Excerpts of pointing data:

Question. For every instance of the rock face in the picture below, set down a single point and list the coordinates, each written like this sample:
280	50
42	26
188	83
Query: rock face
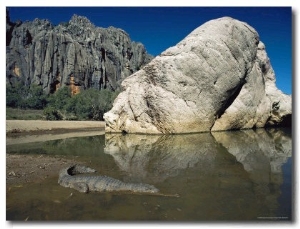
74	53
218	78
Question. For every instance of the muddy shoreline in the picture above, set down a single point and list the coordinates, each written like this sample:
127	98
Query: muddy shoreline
21	169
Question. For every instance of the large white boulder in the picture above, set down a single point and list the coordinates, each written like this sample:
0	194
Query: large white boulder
218	78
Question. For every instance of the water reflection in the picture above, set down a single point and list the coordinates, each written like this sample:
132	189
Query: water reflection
238	175
161	156
238	161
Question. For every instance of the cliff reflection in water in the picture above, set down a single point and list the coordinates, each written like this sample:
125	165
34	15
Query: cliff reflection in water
253	157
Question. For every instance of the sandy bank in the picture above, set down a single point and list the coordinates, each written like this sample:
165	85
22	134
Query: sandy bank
21	126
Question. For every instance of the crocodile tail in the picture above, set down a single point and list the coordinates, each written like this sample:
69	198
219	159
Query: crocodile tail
79	169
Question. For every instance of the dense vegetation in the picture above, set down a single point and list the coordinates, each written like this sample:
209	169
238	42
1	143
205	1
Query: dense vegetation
90	104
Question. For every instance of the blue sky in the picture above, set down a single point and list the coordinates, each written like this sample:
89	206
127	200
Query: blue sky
161	27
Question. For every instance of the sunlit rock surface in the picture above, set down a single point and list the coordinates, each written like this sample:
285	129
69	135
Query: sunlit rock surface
217	78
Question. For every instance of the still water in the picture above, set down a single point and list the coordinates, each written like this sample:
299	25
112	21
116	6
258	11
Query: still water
221	176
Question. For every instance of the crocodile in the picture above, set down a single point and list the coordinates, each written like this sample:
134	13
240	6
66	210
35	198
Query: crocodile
84	183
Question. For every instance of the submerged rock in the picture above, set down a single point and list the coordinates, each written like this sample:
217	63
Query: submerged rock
218	78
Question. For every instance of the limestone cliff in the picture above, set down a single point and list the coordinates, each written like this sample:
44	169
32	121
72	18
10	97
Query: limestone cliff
75	53
218	78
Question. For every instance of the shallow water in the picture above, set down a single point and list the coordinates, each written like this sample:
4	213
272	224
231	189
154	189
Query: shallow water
222	176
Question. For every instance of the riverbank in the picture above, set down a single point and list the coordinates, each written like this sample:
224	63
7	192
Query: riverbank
24	168
34	126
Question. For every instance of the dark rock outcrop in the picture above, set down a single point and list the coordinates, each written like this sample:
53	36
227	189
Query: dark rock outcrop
74	53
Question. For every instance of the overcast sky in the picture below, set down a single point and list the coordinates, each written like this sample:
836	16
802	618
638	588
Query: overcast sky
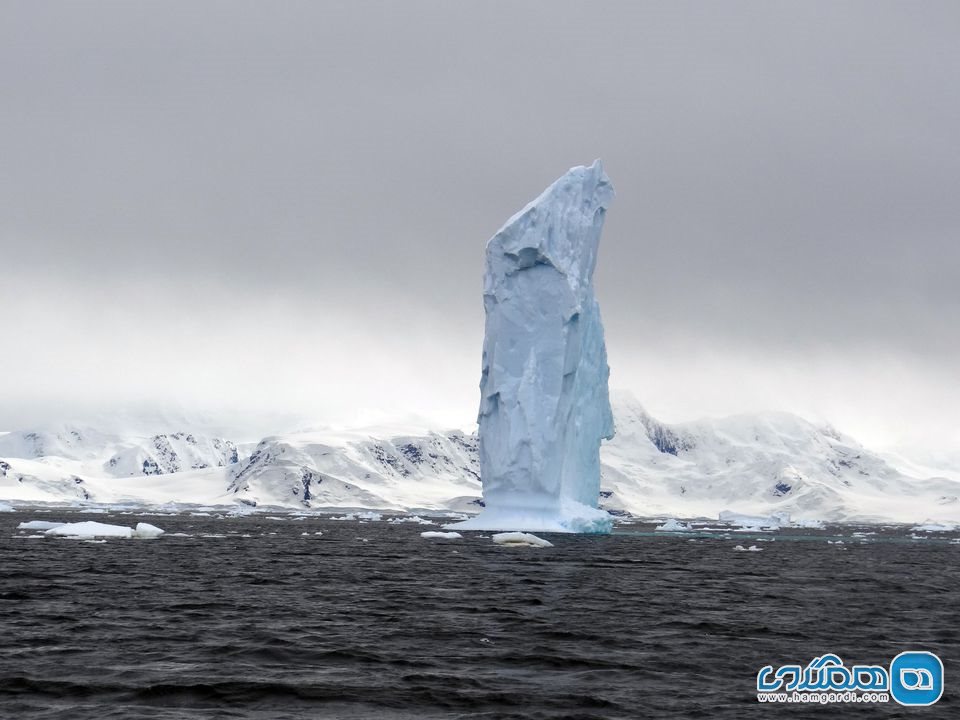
282	207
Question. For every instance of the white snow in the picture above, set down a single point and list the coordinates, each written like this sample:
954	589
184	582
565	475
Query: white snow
520	539
544	404
674	525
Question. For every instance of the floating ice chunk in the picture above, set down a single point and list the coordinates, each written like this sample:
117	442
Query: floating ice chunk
544	403
366	515
520	539
146	530
412	518
38	525
90	529
673	525
755	521
935	527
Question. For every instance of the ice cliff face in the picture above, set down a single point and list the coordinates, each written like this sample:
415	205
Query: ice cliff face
544	405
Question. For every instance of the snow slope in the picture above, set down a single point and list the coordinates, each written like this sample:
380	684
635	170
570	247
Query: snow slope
756	464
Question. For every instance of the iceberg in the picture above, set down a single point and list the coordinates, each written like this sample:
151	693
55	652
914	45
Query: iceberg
91	529
544	402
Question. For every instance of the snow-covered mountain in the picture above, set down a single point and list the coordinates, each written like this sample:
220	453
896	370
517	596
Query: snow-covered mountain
758	464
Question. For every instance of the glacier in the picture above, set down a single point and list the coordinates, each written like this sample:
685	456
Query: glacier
544	402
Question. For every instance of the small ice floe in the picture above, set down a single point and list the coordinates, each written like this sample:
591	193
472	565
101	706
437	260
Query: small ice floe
146	530
673	525
92	529
517	539
441	535
935	527
755	522
366	515
412	518
38	525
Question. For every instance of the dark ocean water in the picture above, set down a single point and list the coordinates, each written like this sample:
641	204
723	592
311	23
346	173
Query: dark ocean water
369	620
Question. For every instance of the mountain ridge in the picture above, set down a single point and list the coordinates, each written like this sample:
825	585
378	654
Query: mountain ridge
756	463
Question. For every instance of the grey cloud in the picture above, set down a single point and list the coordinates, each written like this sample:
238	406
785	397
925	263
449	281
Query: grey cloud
786	172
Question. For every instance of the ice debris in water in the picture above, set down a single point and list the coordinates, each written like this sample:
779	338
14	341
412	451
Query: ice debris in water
92	529
776	520
38	525
544	403
412	518
518	539
366	515
935	527
673	525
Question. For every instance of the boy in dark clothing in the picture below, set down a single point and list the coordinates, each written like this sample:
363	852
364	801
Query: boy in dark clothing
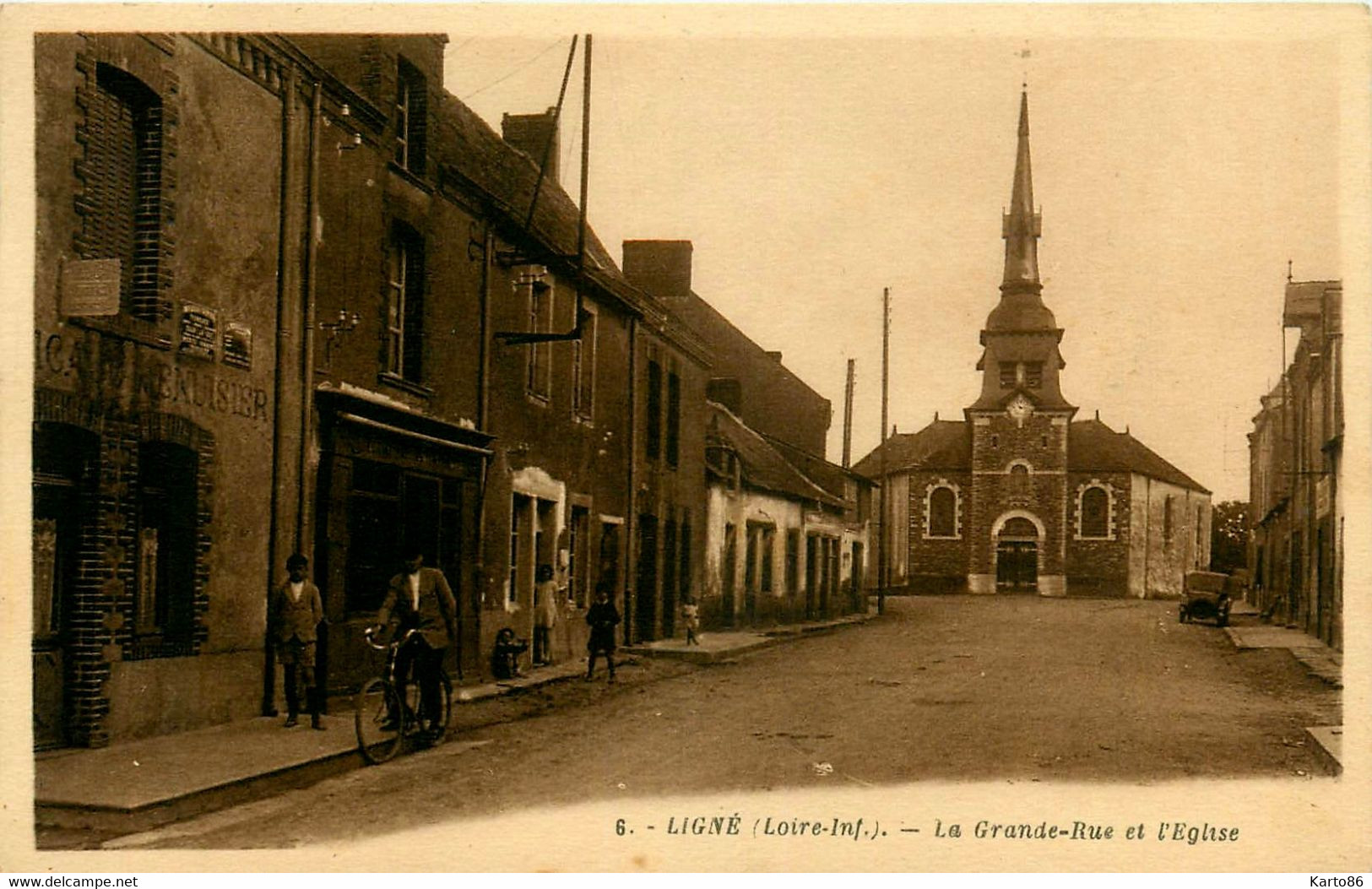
505	656
603	618
294	616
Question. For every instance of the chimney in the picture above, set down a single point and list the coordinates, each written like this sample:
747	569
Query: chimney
530	133
659	267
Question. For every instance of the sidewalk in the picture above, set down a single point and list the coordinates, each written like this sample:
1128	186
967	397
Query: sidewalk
1319	660
143	783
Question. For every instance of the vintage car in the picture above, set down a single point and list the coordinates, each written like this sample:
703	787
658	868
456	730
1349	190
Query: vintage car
1207	596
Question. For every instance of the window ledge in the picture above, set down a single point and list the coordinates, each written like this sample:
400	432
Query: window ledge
410	177
401	383
151	333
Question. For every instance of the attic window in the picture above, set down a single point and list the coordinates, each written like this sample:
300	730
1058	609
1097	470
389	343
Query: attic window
410	118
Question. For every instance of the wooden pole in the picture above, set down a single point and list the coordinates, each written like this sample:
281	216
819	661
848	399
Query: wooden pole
882	568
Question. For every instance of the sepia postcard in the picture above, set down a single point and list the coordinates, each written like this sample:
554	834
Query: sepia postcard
686	438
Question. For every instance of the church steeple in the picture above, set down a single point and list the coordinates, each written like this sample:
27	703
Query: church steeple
1021	335
1021	226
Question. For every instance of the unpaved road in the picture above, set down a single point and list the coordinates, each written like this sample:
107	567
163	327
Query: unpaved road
941	687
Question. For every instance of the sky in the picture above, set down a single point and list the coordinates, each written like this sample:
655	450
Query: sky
1178	165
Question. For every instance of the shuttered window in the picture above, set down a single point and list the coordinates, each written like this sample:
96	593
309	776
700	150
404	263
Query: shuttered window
122	202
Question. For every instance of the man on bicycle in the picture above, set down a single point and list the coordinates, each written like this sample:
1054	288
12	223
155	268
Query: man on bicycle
419	599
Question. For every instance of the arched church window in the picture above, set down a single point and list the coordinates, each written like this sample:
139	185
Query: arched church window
1095	513
943	512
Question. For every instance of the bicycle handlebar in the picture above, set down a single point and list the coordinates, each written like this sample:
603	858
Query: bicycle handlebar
371	632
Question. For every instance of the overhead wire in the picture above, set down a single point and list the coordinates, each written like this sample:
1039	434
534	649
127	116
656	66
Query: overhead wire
516	69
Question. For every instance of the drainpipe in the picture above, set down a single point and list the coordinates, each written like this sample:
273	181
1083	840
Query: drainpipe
307	339
632	504
285	287
1147	530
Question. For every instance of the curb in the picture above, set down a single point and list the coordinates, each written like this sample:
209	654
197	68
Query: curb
124	821
1327	744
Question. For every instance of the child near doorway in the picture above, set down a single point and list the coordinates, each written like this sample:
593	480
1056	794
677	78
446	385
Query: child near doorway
691	619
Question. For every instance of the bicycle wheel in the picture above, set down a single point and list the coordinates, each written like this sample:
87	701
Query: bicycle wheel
432	728
379	718
438	726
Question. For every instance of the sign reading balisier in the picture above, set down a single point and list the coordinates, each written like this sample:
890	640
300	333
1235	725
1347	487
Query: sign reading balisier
199	331
91	287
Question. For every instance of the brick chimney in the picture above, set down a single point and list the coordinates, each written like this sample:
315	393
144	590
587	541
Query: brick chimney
530	133
659	267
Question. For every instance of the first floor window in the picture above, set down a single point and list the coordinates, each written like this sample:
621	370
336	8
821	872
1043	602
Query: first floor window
1095	513
943	512
405	305
124	217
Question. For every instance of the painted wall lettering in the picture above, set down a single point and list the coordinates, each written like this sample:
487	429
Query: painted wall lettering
182	386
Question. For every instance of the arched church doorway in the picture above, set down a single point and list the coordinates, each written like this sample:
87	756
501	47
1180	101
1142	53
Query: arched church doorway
1017	556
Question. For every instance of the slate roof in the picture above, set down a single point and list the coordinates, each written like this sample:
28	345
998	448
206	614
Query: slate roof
762	465
827	475
1091	446
941	445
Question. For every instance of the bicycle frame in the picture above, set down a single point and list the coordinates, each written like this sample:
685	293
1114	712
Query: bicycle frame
409	722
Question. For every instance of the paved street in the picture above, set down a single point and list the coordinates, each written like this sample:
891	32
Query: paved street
952	687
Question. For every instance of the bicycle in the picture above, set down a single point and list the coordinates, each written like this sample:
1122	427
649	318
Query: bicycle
386	713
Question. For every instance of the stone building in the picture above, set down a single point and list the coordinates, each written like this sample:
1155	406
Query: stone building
786	534
283	300
1018	496
1295	550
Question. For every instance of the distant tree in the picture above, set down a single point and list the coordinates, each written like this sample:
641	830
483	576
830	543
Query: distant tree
1229	537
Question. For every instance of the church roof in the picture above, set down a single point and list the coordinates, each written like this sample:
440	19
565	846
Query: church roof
1093	446
762	465
941	445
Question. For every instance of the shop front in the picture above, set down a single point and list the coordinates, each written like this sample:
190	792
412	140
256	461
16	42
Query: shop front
391	480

[Problem to work on] Give back exactly the lines running from the line containing "Question. For every instance of the slate" through the end of the material above, both included, and nothing beyond them.

[Completed task]
Question. For every instance of the slate roof in the picture above, set down a single point and list the coordinates, each written like this sample:
28	345
998	448
206	614
Query: slate roof
762	465
827	475
1091	446
941	445
Question. For every instance of the bicycle frame in the picture above, set down a single point and list the coordinates, each written like this sample:
685	293
1114	712
Query: bicycle frame
409	722
Question. For every instance of the paved street in the picture above, set down a single point and list the coordinates, each written like this sample:
891	32
Query: paved street
952	687
Question. For every instance of the bicycle in the picture above, set down a single point and list the coordinates, each written like this sample:
1122	427
649	318
Query: bicycle
386	713
Question. For every instance of the stone building in the picture above, set down a single point and list the coordinates, each written like this sample:
1155	406
Query: stone building
786	534
283	300
1018	496
1295	550
Question. For every instance of the distant tree in the picture above, set down a single point and list the coordinates, each written like this sample:
641	830
483	576
830	543
Query: distant tree
1229	537
Question. For every instance of the church roof in the picture above, set down a single point and list the coordinates, each written like this sample:
440	19
565	846
Query: church roof
1093	446
762	465
941	445
Question. For every instance of the shop front in the picture above, set down a single point and list the coordinates, each written like this sample:
190	792
412	140
256	461
16	42
Query: shop front
391	480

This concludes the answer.